◆ **Exercise data**
* * *
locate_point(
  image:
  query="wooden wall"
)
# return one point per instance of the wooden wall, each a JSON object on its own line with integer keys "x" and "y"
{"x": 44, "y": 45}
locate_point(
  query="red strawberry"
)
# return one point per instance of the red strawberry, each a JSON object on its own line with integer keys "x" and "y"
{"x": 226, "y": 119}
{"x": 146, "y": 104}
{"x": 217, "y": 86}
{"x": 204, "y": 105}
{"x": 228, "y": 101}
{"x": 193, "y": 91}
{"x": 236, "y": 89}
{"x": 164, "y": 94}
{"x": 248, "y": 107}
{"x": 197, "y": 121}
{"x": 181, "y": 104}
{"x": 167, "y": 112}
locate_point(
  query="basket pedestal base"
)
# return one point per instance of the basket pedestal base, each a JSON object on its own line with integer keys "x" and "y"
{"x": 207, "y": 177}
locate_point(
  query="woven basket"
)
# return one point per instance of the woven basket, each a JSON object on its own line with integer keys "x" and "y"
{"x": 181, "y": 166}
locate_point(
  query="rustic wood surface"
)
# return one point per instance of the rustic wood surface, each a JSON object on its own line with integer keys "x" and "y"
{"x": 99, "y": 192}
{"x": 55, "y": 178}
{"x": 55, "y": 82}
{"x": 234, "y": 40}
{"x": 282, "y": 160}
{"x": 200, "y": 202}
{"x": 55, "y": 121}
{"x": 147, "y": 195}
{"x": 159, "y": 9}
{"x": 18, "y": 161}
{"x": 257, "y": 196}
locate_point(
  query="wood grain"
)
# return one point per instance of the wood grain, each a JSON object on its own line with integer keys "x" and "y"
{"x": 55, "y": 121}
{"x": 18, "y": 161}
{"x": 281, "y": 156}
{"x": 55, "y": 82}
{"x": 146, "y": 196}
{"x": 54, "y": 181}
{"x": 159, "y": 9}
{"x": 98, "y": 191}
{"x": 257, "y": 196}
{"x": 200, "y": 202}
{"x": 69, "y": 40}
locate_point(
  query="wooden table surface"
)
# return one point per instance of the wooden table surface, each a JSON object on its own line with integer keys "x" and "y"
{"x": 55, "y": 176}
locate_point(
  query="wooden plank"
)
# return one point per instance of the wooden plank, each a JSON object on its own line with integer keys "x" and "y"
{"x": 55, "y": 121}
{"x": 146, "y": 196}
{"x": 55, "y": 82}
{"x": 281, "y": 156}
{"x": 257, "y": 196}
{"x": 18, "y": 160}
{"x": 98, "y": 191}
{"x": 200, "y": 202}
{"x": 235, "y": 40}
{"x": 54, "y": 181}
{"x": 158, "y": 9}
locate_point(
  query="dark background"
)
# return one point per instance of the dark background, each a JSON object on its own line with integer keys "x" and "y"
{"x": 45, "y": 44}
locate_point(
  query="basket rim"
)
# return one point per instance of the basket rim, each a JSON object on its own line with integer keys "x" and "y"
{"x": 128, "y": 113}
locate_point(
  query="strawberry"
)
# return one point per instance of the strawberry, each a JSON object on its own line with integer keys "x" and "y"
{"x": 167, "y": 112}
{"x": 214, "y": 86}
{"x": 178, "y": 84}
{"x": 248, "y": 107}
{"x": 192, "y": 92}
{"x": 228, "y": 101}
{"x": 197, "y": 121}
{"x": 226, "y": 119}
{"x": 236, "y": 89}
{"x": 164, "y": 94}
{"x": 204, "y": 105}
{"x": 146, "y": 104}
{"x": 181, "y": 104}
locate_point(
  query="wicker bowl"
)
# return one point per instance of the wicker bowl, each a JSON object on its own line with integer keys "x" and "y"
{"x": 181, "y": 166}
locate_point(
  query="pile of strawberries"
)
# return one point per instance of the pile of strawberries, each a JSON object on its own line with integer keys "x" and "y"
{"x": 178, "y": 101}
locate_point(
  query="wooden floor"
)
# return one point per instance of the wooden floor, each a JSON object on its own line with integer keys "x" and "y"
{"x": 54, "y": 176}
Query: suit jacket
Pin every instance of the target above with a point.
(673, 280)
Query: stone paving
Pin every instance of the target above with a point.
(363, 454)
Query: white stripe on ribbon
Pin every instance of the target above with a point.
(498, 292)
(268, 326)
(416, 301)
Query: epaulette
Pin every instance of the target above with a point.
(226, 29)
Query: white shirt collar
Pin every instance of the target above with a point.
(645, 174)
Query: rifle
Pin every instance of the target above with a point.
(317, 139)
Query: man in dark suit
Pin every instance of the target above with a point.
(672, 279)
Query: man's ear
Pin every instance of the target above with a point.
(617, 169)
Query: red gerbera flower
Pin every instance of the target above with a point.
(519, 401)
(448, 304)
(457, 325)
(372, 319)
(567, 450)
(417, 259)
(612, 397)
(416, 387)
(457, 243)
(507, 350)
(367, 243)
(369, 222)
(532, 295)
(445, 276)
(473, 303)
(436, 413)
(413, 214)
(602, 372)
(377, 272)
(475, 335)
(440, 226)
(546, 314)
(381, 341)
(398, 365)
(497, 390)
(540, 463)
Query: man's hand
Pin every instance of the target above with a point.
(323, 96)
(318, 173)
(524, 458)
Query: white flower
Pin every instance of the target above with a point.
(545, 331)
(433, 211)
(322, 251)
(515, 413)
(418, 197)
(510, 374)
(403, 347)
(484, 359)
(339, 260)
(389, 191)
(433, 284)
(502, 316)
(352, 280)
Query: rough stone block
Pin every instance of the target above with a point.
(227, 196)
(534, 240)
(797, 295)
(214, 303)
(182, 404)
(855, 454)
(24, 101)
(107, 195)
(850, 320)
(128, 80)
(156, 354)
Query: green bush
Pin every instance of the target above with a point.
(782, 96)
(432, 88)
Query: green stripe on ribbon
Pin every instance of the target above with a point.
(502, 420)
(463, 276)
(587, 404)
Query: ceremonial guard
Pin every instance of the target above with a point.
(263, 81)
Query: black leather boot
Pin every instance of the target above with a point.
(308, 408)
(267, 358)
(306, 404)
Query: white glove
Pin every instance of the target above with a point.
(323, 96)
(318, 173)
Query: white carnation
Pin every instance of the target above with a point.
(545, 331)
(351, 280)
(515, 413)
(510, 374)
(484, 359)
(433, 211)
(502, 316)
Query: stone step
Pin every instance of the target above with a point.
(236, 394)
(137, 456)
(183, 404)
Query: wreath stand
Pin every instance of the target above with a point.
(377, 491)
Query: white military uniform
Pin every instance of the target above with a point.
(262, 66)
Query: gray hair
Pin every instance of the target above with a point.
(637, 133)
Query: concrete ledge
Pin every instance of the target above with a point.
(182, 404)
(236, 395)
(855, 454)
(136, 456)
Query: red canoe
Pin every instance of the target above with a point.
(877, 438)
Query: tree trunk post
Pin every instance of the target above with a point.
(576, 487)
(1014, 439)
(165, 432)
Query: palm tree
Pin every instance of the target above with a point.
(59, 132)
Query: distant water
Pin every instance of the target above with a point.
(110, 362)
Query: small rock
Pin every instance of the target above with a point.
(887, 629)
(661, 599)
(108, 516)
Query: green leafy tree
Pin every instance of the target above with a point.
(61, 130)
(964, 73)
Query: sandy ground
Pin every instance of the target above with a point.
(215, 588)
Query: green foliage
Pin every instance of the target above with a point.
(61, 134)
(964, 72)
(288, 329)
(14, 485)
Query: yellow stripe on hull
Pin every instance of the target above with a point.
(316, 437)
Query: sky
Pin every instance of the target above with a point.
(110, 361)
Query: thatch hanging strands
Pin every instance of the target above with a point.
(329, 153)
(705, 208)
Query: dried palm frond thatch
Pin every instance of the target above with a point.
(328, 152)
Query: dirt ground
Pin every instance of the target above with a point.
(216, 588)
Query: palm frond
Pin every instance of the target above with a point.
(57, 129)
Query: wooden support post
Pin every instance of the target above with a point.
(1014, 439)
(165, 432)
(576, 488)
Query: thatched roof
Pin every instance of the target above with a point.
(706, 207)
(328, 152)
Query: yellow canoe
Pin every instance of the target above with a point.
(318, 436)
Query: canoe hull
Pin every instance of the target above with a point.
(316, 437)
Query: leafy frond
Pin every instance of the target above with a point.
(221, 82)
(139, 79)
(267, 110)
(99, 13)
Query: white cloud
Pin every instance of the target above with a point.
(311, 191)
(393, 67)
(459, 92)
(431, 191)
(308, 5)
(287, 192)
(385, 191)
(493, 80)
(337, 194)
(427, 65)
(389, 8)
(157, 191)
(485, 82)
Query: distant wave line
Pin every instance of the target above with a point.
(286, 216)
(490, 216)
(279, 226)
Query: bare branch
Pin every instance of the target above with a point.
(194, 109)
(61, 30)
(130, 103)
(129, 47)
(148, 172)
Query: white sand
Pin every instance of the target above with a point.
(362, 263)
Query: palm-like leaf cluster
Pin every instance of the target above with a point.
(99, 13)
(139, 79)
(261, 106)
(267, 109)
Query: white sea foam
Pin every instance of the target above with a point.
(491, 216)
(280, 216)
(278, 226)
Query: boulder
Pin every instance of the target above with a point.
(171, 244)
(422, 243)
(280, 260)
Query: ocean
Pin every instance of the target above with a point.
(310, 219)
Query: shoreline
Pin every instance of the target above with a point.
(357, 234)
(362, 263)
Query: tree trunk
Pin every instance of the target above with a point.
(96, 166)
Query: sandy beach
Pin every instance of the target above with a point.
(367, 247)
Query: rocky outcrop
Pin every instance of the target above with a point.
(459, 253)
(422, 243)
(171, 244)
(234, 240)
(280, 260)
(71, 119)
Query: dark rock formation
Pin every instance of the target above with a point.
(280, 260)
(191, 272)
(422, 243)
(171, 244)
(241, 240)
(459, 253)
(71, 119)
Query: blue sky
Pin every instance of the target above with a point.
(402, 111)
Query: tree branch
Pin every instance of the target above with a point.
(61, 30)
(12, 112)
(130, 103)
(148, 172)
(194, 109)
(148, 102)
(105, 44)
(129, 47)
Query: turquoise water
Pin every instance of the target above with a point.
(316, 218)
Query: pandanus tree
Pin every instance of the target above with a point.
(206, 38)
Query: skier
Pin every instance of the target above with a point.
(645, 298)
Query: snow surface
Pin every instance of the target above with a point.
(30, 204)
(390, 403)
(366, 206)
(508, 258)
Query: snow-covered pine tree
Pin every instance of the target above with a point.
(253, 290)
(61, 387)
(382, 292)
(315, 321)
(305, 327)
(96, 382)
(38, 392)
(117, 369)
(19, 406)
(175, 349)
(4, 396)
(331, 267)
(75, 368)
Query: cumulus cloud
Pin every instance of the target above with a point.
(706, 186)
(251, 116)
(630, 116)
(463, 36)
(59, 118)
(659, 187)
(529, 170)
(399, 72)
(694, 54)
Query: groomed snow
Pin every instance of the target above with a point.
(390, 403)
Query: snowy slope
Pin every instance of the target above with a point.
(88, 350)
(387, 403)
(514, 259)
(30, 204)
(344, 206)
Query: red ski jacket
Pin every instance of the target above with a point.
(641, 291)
* * *
◆ **Task**
For each line of the listing that holds the word "ribbon", show that line.

◆ **Exercise output**
Query: white stripe on ribbon
Query: green stripe on ribbon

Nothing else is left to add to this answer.